» **DESCRIPTION OF THE TASK**:
Could you print the lines below exactly, from the one holding "At your convenience, please detect the person" through the last line, with no other output?

» **DATA SHOWN**:
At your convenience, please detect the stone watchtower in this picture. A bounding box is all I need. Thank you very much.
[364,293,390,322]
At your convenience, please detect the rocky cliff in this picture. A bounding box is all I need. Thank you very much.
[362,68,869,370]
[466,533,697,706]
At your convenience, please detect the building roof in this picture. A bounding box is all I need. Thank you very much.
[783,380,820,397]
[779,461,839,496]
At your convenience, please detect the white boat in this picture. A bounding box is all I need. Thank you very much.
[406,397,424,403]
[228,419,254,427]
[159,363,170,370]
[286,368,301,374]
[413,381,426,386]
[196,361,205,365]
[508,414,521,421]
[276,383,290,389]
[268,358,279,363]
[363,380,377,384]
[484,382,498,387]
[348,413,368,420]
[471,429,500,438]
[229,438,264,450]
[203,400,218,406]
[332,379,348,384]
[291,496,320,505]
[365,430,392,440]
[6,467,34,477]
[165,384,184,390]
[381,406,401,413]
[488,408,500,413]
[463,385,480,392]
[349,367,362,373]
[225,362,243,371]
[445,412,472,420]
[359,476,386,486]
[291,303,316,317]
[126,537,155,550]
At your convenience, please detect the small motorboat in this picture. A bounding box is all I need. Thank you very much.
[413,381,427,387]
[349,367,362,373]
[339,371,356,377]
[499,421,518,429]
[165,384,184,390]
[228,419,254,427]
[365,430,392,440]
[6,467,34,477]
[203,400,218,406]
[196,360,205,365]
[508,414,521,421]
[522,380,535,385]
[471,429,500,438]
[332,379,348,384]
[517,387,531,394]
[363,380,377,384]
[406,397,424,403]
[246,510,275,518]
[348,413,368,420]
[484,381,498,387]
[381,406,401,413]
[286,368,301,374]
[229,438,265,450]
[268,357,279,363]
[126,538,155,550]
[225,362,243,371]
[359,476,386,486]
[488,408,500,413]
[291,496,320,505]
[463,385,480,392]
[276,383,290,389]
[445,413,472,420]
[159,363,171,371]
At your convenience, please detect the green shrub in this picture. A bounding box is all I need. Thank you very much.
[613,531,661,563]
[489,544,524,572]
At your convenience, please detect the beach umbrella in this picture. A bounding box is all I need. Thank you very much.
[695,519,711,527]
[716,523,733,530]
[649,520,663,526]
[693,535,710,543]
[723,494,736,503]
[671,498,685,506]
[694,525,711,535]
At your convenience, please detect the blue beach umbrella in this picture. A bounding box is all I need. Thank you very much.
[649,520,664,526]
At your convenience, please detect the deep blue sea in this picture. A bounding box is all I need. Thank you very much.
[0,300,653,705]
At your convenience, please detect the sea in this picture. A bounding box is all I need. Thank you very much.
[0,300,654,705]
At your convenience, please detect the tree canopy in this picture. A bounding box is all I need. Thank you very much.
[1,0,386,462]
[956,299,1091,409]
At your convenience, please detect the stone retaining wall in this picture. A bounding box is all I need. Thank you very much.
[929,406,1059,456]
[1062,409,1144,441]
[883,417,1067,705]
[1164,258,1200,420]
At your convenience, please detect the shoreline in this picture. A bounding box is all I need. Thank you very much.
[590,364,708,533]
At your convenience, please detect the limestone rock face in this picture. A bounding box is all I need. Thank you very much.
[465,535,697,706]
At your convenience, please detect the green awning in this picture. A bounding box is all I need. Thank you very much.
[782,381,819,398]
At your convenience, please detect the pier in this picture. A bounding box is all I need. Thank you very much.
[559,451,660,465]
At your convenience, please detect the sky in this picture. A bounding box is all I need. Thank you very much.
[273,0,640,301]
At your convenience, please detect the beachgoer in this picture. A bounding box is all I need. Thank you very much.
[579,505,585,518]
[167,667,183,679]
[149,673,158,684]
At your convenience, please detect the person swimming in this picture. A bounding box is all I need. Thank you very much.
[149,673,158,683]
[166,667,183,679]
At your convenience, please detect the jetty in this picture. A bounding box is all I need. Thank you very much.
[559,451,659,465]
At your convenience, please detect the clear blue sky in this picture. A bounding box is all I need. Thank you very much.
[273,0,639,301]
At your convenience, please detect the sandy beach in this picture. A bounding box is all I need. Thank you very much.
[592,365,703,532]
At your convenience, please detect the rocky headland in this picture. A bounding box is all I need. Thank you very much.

» **RESULT**:
At your convenience, please detect the person swimming in this picture. A bounding box is all I need. Thank you very much.
[149,673,158,683]
[166,667,183,679]
At your convenience, please detect the jetty in this picture. A bounding box is all I need. Thank you very much.
[559,451,659,465]
At your convenience, please detect the clear blue sky in this picture. A bounding box is all I need. Thank you very much.
[273,0,639,301]
At your convenience, please detect the sandy beach in this picture. A bounding box is all I need. Thank you very much.
[592,365,703,532]
At your convenience, please detect the rocky headland in this picture. A bounding box is all I need. Thank you very much.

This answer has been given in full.